BEGIN RECORDS PROVIDED

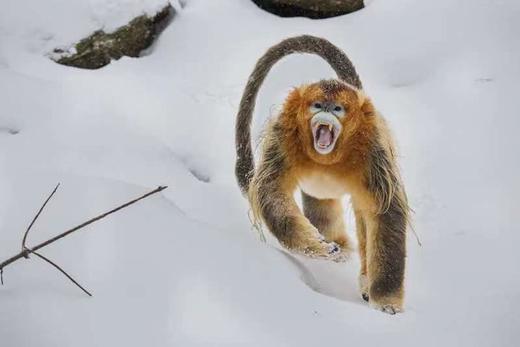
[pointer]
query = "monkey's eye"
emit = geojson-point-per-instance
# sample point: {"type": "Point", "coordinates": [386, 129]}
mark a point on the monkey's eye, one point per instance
{"type": "Point", "coordinates": [316, 107]}
{"type": "Point", "coordinates": [338, 110]}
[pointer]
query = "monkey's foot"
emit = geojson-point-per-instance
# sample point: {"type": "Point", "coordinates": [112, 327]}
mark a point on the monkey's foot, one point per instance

END RECORDS PROVIDED

ACTIVITY:
The pictures stay out; everything else in the records above must be repeated exactly.

ANSWER BOX:
[pointer]
query = "monkey's eye"
emit = geojson-point-per-instance
# sample point: {"type": "Point", "coordinates": [386, 129]}
mark a point on the monkey's eye, one point per instance
{"type": "Point", "coordinates": [316, 107]}
{"type": "Point", "coordinates": [338, 110]}
[pointer]
query = "monkey's foot"
emit = geojson-point-per-instance
# sample point: {"type": "Point", "coordinates": [112, 327]}
mark a point on the monkey's foot, one point per instance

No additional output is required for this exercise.